● **WORK INSTRUCTIONS**: Every record that follows must be given again exactly.
....
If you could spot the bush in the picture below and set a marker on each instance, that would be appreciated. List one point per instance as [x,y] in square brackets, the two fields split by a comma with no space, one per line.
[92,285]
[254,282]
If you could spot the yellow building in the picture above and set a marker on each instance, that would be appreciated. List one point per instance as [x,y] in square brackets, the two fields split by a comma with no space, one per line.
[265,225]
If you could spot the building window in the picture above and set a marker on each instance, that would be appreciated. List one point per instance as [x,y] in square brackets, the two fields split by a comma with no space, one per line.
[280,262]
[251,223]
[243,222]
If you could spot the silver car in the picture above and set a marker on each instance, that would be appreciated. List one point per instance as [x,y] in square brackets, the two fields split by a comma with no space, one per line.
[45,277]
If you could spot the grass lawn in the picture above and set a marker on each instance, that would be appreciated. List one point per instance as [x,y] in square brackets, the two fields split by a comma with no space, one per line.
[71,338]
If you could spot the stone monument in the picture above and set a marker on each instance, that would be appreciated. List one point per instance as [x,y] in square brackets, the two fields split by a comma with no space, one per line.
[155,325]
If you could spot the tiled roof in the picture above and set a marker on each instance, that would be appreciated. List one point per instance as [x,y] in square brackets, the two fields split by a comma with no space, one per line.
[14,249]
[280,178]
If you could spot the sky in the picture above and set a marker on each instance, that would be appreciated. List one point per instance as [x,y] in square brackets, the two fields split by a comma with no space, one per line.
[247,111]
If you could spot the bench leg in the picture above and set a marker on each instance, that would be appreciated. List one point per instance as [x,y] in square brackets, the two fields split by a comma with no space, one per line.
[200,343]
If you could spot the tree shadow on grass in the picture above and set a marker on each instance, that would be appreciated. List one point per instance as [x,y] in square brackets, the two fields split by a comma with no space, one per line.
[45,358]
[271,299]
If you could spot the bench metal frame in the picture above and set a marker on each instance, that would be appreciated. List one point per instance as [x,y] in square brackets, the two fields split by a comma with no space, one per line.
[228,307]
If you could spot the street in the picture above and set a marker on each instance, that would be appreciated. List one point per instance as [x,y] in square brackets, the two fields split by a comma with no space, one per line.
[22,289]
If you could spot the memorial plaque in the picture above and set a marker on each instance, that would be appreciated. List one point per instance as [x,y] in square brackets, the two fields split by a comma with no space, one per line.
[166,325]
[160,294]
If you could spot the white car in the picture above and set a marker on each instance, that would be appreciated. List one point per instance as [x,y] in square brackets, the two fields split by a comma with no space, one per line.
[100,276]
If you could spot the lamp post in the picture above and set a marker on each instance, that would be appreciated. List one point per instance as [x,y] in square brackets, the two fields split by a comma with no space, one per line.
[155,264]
....
● **FINISHED EXERCISE**:
If you could spot the bush in the picture below and set a marker on each instance, that would be appreciated. List one point per instance as [x,y] in square brackets, the two fields split by a comma with no space, one per line.
[92,285]
[254,282]
If you could spot the yellow building in the picture above and set a marker on each instance, that would be appreciated. List one point per instance as [x,y] in square brackets, the two fields split by a comma with no space, one per line.
[265,225]
If you could spot the building window in the picture above and set a marker on each instance, that would be appreciated. List one point per instance as [x,y] in square brackets, the two fields split by a comma with no space, one per line.
[280,262]
[251,223]
[243,222]
If you could spot the silver car in the picture above and set a marker on each instance, that would be appreciated. List one point per instance as [x,y] in square brackets, the two fields split by a comma with no space, one per line.
[45,277]
If you could spot the grass lawn in the picture above and set a marker on each instance, that would be appreciated. List one point per instance as [x,y] in square brackets, the two fields split by a comma with no space, one per line.
[71,338]
If you could spot the stone monument in the picture above and set a marker on each instance, that would be appreciated. List one point per instance as [x,y] in square brackets, the two fields split by a comma with no space, one per line.
[155,325]
If you could spot the tiled roof in the picture above and set a marker on each instance, that would be appreciated. List one point per instance as [x,y] in square brackets, the two fields split by a comma with no space, one per line.
[14,249]
[280,178]
If you could spot the sky in the picture above and set a marker on each instance, that would be appreciated. List one point per instance as [x,y] in square brackets, the two fields split by a comma with no space, one per line.
[247,111]
If you could spot the bench leg in the picture above and set a marker on each instance, that would be appreciated. List one point per instance as [x,y] in square brackets, the two fields split by a comma with no space, one per line.
[200,343]
If you could spot the tree shadow on grass in the picture above and set a marker on each instance, that would be appreciated. List one point per instance as [x,y] in square brackets, the two fields split by a comma with no space, one per line.
[45,358]
[271,299]
If you could spot the bench metal frame in the picture above and set a marker on each instance, that would be appreciated. List one point per instance as [x,y] in square brackets, the two fields split by a comma with no space, one per line.
[228,307]
If you could spot the street in the picture above and set a marker on each instance, that would be appreciated. List one point per instance as [x,y] in square brackets, the two fields split by a comma with no space, one per line.
[22,289]
If you could spot the memorial plaque in the picture above and set a marker on each instance, that would be appreciated. List one point per instance as [x,y] in square brackets, the two fields split by a comma with no space, one per line.
[166,325]
[160,294]
If you could spot the white car in the picture above and set a marker on each instance, that would be appreciated. List one point per instance as [x,y] in square brackets, the two fields split by a comma with no space, one per line.
[100,276]
If you could spot the lamp post in the picture above and set a marker on each instance, that would be appreciated. List one point per instance as [x,y] in square brackets, the two fields split by a comma with no space, one per line.
[155,264]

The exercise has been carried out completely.